Filter the records below down to lines containing "hedge".

Entries provided

*** Begin section ***

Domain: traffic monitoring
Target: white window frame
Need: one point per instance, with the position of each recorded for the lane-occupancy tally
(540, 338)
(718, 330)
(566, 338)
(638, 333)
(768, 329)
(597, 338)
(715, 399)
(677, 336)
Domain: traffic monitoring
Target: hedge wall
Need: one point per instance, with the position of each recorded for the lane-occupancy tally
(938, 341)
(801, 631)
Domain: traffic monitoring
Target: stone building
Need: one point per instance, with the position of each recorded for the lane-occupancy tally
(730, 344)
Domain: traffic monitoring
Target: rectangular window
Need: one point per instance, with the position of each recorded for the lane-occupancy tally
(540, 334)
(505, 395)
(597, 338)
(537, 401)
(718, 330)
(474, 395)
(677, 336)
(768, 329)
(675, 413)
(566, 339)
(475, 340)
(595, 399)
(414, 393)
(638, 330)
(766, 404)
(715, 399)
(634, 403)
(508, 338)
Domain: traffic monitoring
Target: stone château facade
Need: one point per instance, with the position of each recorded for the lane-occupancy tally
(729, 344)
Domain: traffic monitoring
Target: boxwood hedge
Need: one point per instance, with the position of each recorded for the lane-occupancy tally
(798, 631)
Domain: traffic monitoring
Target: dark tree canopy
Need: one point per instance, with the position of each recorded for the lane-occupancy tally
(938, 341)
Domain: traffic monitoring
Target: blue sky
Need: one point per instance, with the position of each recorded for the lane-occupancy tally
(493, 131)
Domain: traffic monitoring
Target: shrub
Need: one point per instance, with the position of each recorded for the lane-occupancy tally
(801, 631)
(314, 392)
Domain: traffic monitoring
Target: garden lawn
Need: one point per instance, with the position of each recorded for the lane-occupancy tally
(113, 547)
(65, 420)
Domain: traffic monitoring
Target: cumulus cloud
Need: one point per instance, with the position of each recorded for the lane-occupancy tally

*** End section ***

Task result
Target: hedge wall
Target: boxwood hedge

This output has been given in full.